**Your goal**
Starting at the beginning of the records, reproduce every line through the line that contains "left=130, top=113, right=166, bottom=145", requests included, and leave out the pictures. Multiply each bounding box coordinate in the answers by 2.3 and round it to a whole number, rounding halves up; keep the request text and its numbers unchanged.

## Start Raw data

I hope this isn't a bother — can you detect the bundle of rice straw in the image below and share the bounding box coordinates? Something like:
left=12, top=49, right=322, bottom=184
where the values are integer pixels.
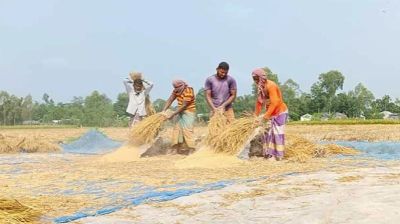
left=145, top=96, right=156, bottom=116
left=130, top=113, right=166, bottom=145
left=209, top=116, right=257, bottom=155
left=129, top=72, right=142, bottom=80
left=206, top=110, right=228, bottom=146
left=19, top=137, right=61, bottom=153
left=0, top=198, right=41, bottom=224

## End Raw data

**Correct result**
I hope this isn't a bother — can you detect the bundle of rice straw in the image below and share the bounding box coordinates? Something like:
left=12, top=49, right=322, bottom=184
where the values are integer pixels.
left=334, top=221, right=359, bottom=267
left=299, top=260, right=382, bottom=334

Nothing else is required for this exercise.